[Dataset entries]
----

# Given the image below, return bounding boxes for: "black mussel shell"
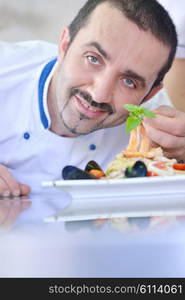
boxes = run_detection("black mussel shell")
[125,160,147,178]
[85,160,103,172]
[62,166,97,180]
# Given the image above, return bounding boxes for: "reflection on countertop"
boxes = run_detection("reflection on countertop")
[0,193,185,278]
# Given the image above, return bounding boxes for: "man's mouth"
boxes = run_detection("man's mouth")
[73,95,108,119]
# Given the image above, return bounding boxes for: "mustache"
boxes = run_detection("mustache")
[71,89,114,114]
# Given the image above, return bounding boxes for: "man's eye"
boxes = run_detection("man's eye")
[123,78,135,89]
[87,55,99,65]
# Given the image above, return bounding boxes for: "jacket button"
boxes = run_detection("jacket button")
[24,132,30,140]
[89,144,96,151]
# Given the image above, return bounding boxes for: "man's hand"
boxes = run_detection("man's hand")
[0,165,30,197]
[143,105,185,160]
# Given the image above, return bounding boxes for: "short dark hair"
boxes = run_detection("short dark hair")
[69,0,177,87]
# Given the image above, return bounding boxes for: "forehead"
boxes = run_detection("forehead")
[72,3,170,83]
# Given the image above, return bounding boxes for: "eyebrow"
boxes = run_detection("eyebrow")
[87,42,109,59]
[123,70,146,88]
[87,42,146,88]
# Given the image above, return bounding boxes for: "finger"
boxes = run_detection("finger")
[19,182,31,196]
[0,178,11,197]
[0,165,20,196]
[145,124,185,150]
[154,105,178,118]
[143,114,185,137]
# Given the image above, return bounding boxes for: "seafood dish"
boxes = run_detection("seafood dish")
[62,123,185,180]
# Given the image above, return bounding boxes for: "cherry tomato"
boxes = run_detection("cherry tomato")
[146,171,159,177]
[173,163,185,170]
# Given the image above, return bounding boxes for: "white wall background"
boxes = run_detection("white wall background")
[0,0,85,43]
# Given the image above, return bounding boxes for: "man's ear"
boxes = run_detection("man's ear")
[58,27,70,61]
[142,83,163,103]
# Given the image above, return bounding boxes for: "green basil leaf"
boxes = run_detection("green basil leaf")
[126,117,141,133]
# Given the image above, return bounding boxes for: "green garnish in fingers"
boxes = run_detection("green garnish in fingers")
[124,104,156,133]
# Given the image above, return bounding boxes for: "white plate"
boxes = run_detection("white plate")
[42,175,185,201]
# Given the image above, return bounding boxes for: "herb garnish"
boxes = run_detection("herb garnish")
[124,104,156,133]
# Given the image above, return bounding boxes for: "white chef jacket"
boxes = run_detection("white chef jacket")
[0,41,169,192]
[158,0,185,58]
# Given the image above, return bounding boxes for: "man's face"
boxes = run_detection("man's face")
[49,3,169,136]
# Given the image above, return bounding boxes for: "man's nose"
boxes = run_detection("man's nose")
[88,74,114,103]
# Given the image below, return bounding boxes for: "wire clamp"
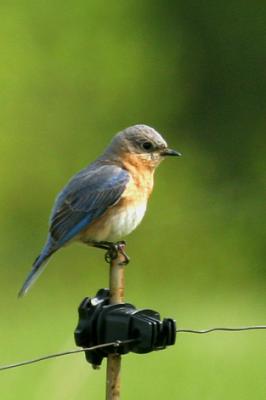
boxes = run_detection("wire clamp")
[74,289,176,366]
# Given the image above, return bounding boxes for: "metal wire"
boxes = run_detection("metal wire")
[176,325,266,334]
[0,339,135,371]
[0,325,266,371]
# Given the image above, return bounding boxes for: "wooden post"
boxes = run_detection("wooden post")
[106,245,125,400]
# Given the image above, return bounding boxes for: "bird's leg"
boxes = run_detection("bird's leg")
[90,240,130,265]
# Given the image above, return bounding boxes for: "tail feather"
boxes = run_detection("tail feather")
[18,241,56,297]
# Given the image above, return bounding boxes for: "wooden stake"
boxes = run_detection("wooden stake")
[106,245,125,400]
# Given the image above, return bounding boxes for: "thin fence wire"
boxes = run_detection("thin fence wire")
[176,325,266,334]
[0,339,135,371]
[0,325,266,371]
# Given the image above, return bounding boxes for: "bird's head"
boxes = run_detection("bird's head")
[105,125,181,168]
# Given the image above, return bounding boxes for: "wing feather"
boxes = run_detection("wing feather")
[50,163,129,246]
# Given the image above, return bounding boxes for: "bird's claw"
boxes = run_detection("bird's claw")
[104,241,130,265]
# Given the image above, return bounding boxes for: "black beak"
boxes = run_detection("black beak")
[161,149,182,157]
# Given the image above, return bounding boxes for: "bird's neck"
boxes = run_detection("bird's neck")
[122,154,155,197]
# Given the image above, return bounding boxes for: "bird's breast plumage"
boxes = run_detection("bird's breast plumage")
[80,161,153,242]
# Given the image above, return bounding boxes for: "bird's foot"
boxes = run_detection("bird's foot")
[89,240,130,265]
[101,240,130,265]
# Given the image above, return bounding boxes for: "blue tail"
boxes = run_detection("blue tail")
[18,238,58,297]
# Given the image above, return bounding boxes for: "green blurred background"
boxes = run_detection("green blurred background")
[0,0,266,400]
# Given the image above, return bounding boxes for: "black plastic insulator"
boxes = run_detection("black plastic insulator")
[75,289,176,366]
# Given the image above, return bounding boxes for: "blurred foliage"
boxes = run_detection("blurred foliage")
[0,0,266,400]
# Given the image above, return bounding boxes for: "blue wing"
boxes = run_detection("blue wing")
[50,162,129,247]
[18,161,129,296]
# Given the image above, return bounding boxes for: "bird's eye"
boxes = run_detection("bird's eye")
[141,142,153,150]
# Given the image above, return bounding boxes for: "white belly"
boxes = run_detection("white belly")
[104,202,147,241]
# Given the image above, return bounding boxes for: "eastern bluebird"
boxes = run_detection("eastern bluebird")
[19,125,181,296]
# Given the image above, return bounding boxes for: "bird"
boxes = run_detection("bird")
[18,124,181,297]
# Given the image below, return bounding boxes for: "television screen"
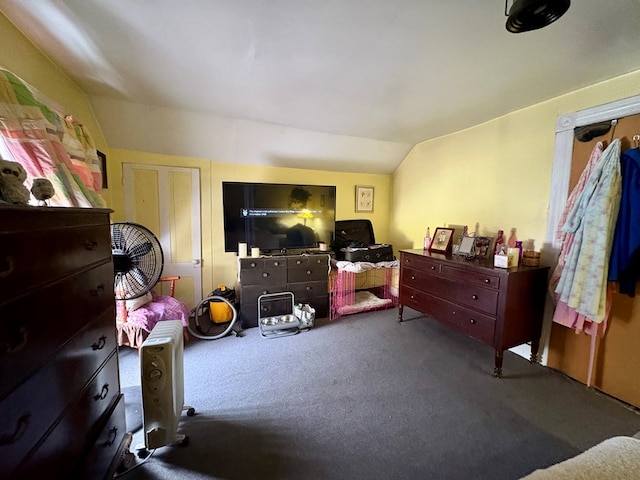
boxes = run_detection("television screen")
[222,182,336,253]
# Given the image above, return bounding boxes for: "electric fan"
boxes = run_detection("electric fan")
[111,222,164,300]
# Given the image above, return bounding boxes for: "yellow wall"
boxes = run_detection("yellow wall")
[107,149,391,295]
[391,71,640,253]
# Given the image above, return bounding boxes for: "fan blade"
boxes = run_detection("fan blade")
[131,267,153,288]
[126,242,153,258]
[111,223,127,250]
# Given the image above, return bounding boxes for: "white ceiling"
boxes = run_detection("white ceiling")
[0,0,640,173]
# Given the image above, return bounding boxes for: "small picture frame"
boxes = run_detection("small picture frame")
[474,237,493,258]
[457,237,475,257]
[356,185,373,212]
[429,227,455,253]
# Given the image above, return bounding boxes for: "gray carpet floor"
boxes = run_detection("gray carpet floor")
[115,309,640,480]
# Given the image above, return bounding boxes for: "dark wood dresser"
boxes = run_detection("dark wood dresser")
[398,250,549,377]
[0,205,130,479]
[238,254,330,328]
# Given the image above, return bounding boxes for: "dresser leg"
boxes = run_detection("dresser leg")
[493,350,502,378]
[529,340,540,363]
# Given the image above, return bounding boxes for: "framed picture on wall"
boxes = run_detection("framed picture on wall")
[356,185,373,212]
[429,227,455,253]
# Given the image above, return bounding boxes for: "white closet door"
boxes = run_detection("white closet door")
[123,163,202,307]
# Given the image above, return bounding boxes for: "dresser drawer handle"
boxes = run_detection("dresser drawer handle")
[0,256,16,278]
[89,285,104,297]
[93,383,109,402]
[104,427,118,447]
[4,327,29,353]
[0,413,31,446]
[91,335,107,350]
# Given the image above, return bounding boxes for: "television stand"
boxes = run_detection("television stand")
[238,253,330,328]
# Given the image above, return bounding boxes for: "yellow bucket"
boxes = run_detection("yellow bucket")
[209,285,233,323]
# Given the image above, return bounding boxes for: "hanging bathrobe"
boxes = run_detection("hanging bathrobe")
[548,142,604,302]
[609,148,640,297]
[556,139,622,323]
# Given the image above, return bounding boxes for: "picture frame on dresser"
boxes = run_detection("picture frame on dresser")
[473,237,493,258]
[456,237,475,257]
[429,227,455,253]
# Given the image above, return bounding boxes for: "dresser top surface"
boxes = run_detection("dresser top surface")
[400,248,549,273]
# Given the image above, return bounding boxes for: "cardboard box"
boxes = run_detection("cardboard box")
[493,249,519,268]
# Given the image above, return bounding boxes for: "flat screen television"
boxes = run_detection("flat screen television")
[222,182,336,253]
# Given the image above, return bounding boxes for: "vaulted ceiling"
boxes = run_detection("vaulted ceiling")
[0,0,640,173]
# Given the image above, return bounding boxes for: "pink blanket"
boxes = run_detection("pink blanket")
[127,291,190,332]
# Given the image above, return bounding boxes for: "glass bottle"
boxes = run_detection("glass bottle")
[423,227,431,250]
[493,230,504,254]
[516,240,522,260]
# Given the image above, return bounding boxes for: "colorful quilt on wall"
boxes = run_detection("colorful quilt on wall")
[0,68,105,207]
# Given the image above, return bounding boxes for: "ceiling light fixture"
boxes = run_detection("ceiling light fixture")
[504,0,571,33]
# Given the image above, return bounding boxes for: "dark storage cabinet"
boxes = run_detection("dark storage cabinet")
[239,254,330,328]
[398,250,549,376]
[0,206,130,479]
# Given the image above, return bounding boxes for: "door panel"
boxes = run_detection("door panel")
[123,164,202,307]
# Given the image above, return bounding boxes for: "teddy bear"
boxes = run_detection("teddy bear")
[0,157,31,205]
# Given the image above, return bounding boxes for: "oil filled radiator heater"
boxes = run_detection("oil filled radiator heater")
[140,320,195,449]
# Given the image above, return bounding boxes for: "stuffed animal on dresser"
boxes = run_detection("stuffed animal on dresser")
[0,157,31,205]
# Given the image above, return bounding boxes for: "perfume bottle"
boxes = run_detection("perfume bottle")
[493,230,504,254]
[516,240,522,260]
[423,227,431,250]
[507,228,518,248]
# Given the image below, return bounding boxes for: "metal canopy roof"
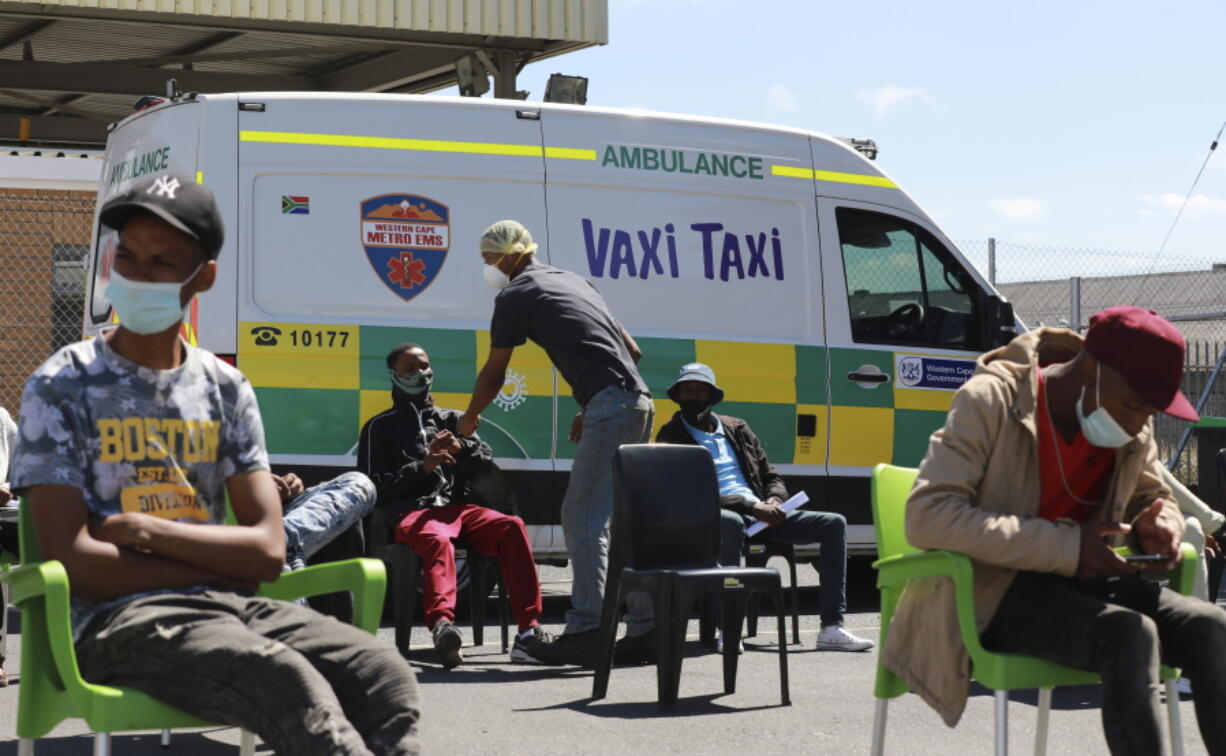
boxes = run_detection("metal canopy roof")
[0,0,608,146]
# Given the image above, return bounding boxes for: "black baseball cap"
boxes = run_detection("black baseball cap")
[98,173,226,260]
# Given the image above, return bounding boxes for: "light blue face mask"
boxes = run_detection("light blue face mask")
[387,370,434,396]
[107,263,205,336]
[1076,365,1133,448]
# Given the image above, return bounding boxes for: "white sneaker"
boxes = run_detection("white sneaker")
[715,630,745,654]
[818,625,873,651]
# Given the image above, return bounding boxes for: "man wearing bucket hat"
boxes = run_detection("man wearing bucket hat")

----

◆ **Direction**: List each line from the entries above that contains the string "short".

◆ **Task output**:
# Given the image above, return bounding boxes for: "short dark hair"
boxes = run_detection("short dark hair")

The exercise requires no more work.